# Twiggs club needs 2 members



## QuackHead90 (Feb 10, 2019)

I have 806 acres in Twiggs County that I need 2 members for. There will be 10 total members on it. We have deer hog bear turkeys small game and predators. There will be no hog hunting with dogs. 1 permanent stand per member and everything else is pin in pin out. All food plots are club stands. Each member has to put up at least 2 club stands. Bucks have to be 3.5+ yrs old and 2nd buck must be bigger than first. We planted 7 food plots this season and hope to double that next year. Wife and kids in school hunt under your membership and harvest counts towards your total. Number of bucks and does will be decided at club meeting. This season it was 2 bucks 2 does but only had 7 of 10 members hunt. We killed 2 bucks and 4 or 5 does with a lot more seen. One buck scored 136 3/8 and was 5.5 yrs old. Mixture of mature pines hardwoods creek bottom and old clearcut. 1100 dollars per member


----------



## big game (Feb 11, 2019)

Where in twiggs co. Location? Camp area?


----------



## DENGLAND (Mar 15, 2019)

QuackHead90 said:


> I have 806 acres in Twiggs County that I need 2 members for. There will be 10 total members on it. We have deer hog bear turkeys small game and predators. There will be no hog hunting with dogs. 1 permanent stand per member and everything else is pin in pin out. All food plots are club stands. Each member has to put up at least 2 club stands. Bucks have to be 3.5+ yrs old and 2nd buck must be bigger than first. We planted 7 food plots this season and hope to double that next year. Wife and kids in school hunt under your membership and harvest counts towards your total. Number of bucks and does will be decided at club meeting. This season it was 2 bucks 2 does but only had 7 of 10 members hunt. We killed 2 bucks and 4 or 5 does with a lot more seen. One buck scored 136 3/8 and was 5.5 yrs old. Mixture of mature pines hardwoods creek bottom and old clearcut. 1100 dollars per member


----------



## DENGLAND (Mar 15, 2019)

I have two that are interested. David England 678-618-9446


----------



## Cherokee561 (Mar 17, 2019)

Myself and a friend are interested! Please PM me contact info if still available. Thank you


----------



## bloodtrail tv (Mar 26, 2019)

When you showing club? Intrested!


----------



## QuackHead90 (Mar 26, 2019)

One spot available


----------



## Chestnut (Mar 26, 2019)

north or south  ends  ,, name of town or roads 
 thanks steve  ??   bear season is just one day correct ????
 any power or water


----------



## QuackHead90 (Mar 29, 2019)

Chestnut said:


> north or south  ends  ,, name of town or roads
> thanks steve  ??   bear season is just one day correct ????
> any power or water


It’s just outside of cochran off of Longstreet road and yeah one day bear season  no power or water


----------



## QuackHead90 (Apr 1, 2019)

Bump need one member


----------



## QuackHead90 (Apr 15, 2019)

Bump


----------



## smiles1 (Sep 11, 2019)

any openings?


----------

══════

> _Directive 1_
Can you copy the section of the hunting club thread that begins with the words containing "Myself and a" and ends with "showing club? Intrested!"?
> _Directive 2_
Do these statements agree with the hunting club thread? Answer yes or no for each, and quote the words that decide it. (a) Members may hunt hogs with dogs on the property. (b) Membership costs 1100 dollars per member. (c) The property has power and water.

Named object pointing entries:
══════

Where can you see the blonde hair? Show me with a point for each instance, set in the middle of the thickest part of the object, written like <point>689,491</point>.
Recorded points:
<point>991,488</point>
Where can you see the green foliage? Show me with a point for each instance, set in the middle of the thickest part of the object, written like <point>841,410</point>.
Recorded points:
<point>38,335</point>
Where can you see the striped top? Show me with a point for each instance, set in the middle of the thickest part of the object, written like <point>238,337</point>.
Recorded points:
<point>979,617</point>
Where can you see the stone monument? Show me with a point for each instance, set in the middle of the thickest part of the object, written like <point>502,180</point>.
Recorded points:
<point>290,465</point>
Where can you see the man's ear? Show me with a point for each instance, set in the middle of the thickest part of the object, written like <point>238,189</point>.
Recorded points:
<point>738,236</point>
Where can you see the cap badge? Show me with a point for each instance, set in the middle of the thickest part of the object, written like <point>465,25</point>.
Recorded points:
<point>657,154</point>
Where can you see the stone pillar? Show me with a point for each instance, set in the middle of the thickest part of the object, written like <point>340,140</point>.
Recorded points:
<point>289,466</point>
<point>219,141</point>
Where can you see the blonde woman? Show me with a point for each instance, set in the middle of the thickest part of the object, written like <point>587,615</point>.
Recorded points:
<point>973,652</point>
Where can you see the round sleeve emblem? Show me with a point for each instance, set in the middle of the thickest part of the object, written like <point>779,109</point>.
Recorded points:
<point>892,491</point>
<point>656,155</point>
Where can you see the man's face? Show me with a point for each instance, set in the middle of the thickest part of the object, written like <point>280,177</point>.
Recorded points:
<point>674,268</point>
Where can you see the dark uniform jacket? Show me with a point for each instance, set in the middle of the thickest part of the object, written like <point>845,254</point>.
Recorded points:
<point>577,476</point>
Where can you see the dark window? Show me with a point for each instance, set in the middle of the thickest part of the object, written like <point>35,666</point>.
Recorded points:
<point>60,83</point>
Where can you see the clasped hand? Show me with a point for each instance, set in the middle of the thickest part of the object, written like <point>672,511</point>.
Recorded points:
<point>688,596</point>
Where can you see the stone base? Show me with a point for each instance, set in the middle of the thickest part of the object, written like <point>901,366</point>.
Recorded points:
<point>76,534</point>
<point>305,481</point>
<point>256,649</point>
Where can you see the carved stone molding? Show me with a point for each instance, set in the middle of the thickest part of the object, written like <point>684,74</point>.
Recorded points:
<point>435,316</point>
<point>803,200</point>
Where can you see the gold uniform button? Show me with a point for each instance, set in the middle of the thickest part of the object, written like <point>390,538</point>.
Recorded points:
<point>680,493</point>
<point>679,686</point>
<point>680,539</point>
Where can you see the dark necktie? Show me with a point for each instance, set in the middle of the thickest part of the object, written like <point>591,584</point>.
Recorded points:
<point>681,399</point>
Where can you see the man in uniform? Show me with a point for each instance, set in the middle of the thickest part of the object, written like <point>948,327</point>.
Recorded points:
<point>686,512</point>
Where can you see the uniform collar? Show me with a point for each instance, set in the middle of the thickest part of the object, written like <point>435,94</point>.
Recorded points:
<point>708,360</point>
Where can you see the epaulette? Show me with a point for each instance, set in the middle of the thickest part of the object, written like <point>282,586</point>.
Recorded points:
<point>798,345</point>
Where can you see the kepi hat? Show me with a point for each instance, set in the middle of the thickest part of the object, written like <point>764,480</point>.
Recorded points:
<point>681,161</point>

══════

> _Exercise solution 1_
Myself and a friend are interested! Please PM me contact info if still available. Thank you


----------



## bloodtrail tv (Mar 26, 2019)

When you showing club? Intrested!

> _Exercise solution 2_
(a) No: "There will be no hog hunting with dogs."
(b) Yes: "1100 dollars per member"
(c) No: "no power or water"